### ABOUT THIS EXERCISE
Every record must be copied exactly. Leave nothing out.

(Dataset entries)
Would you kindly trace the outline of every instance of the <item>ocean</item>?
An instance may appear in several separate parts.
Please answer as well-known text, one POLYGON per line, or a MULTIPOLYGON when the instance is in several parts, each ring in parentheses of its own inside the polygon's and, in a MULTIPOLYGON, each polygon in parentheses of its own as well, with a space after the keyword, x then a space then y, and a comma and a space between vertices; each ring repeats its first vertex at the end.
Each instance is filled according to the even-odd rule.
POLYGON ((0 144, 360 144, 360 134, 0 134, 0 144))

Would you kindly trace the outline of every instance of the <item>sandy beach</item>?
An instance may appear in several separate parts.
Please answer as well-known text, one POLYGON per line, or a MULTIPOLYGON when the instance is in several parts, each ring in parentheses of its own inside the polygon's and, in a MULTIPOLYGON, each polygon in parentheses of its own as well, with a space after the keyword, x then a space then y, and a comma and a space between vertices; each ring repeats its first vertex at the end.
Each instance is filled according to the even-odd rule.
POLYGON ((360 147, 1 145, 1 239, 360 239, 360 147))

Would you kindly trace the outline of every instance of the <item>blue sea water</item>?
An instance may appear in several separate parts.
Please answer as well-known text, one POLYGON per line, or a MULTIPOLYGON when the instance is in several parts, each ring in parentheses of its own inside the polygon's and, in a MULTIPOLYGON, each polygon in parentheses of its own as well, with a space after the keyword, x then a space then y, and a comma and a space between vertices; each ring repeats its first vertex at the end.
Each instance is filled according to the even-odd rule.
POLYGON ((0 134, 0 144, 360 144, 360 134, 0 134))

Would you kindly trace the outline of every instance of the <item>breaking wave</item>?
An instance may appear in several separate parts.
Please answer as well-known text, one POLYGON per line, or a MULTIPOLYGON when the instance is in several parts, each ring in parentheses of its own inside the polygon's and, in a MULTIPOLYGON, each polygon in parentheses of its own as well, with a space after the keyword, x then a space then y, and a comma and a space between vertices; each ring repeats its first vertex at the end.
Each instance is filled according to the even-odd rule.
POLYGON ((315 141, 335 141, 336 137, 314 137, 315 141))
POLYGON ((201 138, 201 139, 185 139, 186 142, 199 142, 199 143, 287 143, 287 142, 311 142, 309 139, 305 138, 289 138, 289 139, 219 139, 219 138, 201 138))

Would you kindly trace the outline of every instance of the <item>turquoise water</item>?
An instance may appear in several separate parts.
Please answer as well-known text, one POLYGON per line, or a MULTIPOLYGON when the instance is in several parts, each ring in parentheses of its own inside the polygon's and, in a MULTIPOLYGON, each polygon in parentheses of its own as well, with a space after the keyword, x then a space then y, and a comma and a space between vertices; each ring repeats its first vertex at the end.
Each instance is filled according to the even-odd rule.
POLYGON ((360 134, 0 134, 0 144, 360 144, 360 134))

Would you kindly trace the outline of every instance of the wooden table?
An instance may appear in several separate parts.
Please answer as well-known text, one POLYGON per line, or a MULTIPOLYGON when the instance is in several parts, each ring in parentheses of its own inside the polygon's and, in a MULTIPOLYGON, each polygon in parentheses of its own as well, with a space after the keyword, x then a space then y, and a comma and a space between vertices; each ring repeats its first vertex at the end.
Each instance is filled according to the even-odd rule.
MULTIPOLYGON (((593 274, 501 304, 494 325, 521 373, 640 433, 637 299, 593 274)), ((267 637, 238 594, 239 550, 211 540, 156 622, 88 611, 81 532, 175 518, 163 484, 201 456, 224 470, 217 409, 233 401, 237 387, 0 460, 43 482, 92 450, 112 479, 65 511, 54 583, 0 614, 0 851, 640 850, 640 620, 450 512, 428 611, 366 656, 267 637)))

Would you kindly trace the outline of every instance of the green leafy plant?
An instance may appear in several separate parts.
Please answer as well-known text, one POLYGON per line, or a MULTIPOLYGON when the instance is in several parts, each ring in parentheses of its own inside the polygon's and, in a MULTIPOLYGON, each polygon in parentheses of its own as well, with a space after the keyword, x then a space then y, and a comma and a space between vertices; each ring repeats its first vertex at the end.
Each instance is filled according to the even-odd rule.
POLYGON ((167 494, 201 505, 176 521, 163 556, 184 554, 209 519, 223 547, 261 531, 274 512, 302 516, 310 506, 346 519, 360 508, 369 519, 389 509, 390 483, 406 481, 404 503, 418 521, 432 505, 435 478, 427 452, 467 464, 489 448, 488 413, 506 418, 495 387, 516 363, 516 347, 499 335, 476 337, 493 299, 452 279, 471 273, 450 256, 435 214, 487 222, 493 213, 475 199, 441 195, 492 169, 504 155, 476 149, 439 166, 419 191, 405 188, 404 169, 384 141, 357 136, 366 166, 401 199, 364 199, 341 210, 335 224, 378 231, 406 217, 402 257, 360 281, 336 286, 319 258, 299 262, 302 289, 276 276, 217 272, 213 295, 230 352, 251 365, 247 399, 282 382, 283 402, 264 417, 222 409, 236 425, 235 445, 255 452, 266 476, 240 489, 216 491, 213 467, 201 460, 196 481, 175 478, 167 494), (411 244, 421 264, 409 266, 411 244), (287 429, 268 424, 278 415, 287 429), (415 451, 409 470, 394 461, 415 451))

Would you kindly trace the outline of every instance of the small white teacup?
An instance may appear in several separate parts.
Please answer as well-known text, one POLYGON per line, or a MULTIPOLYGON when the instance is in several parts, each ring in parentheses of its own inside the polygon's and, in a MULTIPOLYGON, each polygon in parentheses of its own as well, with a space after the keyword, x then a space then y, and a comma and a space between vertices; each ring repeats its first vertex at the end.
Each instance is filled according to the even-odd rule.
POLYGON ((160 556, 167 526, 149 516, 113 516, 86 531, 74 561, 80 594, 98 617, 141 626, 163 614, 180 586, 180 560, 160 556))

### TASK RESPONSE
Would you kindly trace the outline of every instance of the <item>ocean</item>?
An instance may appear in several separate parts.
Please answer as well-known text, one POLYGON per line, or a MULTIPOLYGON when the instance is in several parts, each ring in parentheses of its own inside the polygon's and, in a MULTIPOLYGON, each polygon in parentheses of its own as well, with a space after the keyword, x then a space then y, and a comma and a space between vertices; each ring repeats its first vertex at the end.
Each instance is filled according to the even-odd rule.
POLYGON ((0 144, 360 144, 360 134, 0 134, 0 144))

Would you kindly trace the outline of every instance of the <item>sandy beach</item>?
An instance may appear in several separate parts.
Please answer as well-known text, one POLYGON per line, or a MULTIPOLYGON when the instance is in several parts, each ring in parentheses of its own inside the polygon's and, in a MULTIPOLYGON, each polygon in parentheses of its own as well, with a space after the keyword, x then a space then y, and a comma and a space between vertices; each ring repeats its first vertex at the end.
Each instance is filled according to the even-odd rule.
POLYGON ((360 147, 1 145, 1 239, 360 239, 360 147))

Would you kindly trace the outline of every instance of the <item>blue sea water</item>?
An instance may appear in several separate parts.
Please answer as well-known text, one POLYGON per line, or a MULTIPOLYGON when the instance is in several parts, each ring in parentheses of its own inside the polygon's and, in a MULTIPOLYGON, each polygon in parentheses of its own as well, with a space after the keyword, x then a space then y, and a comma and a space between vertices; each ring repeats its first vertex at the end.
Each instance is filled according to the even-odd rule.
POLYGON ((0 134, 0 144, 360 144, 360 134, 0 134))

Would you kindly trace the outline of every instance of the <item>breaking wave</item>?
An instance may appear in several separate parts.
Please answer as well-known text, one POLYGON per line, or a MULTIPOLYGON when the instance is in several parts, each ring in parentheses of its own inside the polygon's and, in a MULTIPOLYGON, each polygon in parentheses of its own as well, with a space after the keyword, x then a space then y, and a comma and a space between vertices; each ring repeats its first vertex at the end.
Each instance is filled according to the even-odd rule.
POLYGON ((315 141, 335 141, 336 137, 314 137, 315 141))
POLYGON ((201 138, 201 139, 185 139, 186 142, 199 142, 199 143, 287 143, 287 142, 311 142, 309 139, 305 138, 289 138, 289 139, 219 139, 219 138, 201 138))

Would you kindly trace the outline of every instance of the <item>turquoise water</item>?
An instance may appear in several separate parts.
Please answer as well-known text, one POLYGON per line, or a MULTIPOLYGON when the instance is in several parts, each ring in parentheses of its own inside the polygon's and, in a MULTIPOLYGON, each polygon in parentheses of its own as well, with a space after the keyword, x then a space then y, and a comma and a space between vertices; each ring repeats its first vertex at the end.
Each instance is filled according to the even-odd rule.
POLYGON ((360 134, 0 134, 0 144, 360 144, 360 134))

Would you kindly trace the outline of every instance of the wooden table?
An instance may appear in several separate parts.
Please answer as well-known text, one POLYGON per line, or a MULTIPOLYGON when the instance is in several parts, each ring in parentheses of its own inside the polygon's and, in a MULTIPOLYGON, each polygon in parentheses of its own as well, with a space after the keyword, x then a space then y, and a comma and a space between vertices; each ring repeats its first vertex at the end.
Each instance is filled according to the even-odd rule.
MULTIPOLYGON (((593 274, 501 304, 494 325, 521 373, 640 433, 637 299, 593 274)), ((267 637, 238 594, 239 550, 211 540, 156 622, 88 611, 81 532, 175 518, 163 484, 201 456, 224 470, 217 409, 233 401, 237 387, 0 460, 43 482, 92 450, 112 479, 65 511, 54 583, 0 614, 0 851, 640 850, 640 620, 450 512, 428 611, 366 656, 267 637)))

Would you kindly trace the outline of every instance of the green leafy plant?
An instance may appear in several separate parts.
Please answer as well-known text, one POLYGON per line, or a MULTIPOLYGON when the instance is in several parts, each ring in parentheses of its own inside the polygon's and, in a MULTIPOLYGON, each polygon in parentheses of its own as well, with a space after the keyword, x then a space then y, and a comma and a space between vertices; each ring repeats its first vertex at the end.
Each instance is filled according to the even-odd rule.
POLYGON ((167 494, 201 505, 176 521, 163 556, 184 554, 209 519, 223 547, 261 531, 274 512, 302 516, 310 506, 346 519, 360 508, 369 519, 389 509, 390 483, 406 481, 404 503, 418 521, 432 505, 435 478, 427 452, 467 464, 489 448, 488 413, 506 418, 495 387, 516 363, 516 347, 499 335, 476 337, 493 299, 452 279, 471 273, 450 256, 435 214, 487 222, 493 213, 475 199, 441 195, 492 169, 504 155, 476 149, 439 166, 419 191, 405 188, 404 169, 384 141, 357 136, 366 166, 401 199, 364 199, 341 210, 335 224, 378 231, 406 217, 402 257, 360 281, 336 286, 319 258, 299 262, 302 289, 276 276, 217 272, 213 295, 230 352, 251 365, 247 399, 282 382, 283 402, 264 417, 222 409, 236 425, 235 445, 255 452, 266 476, 240 489, 216 491, 213 467, 201 460, 196 481, 175 478, 167 494), (411 244, 421 264, 409 266, 411 244), (287 429, 268 424, 278 415, 287 429), (415 451, 409 470, 394 461, 415 451))

Would you kindly trace the outline of every instance of the small white teacup?
An instance may appear in several separate parts.
Please answer as well-known text, one POLYGON per line, or a MULTIPOLYGON when the instance is in several parts, each ring in parentheses of its own inside the polygon's and, in a MULTIPOLYGON, each polygon in parentheses of its own as well, with a space after the keyword, x then a space then y, and a comma and a space between vertices; each ring repeats its first vertex at the end.
Each instance is filled according to the even-odd rule.
POLYGON ((160 556, 167 526, 149 516, 113 516, 86 531, 74 561, 80 594, 98 617, 141 626, 163 614, 180 586, 180 560, 160 556))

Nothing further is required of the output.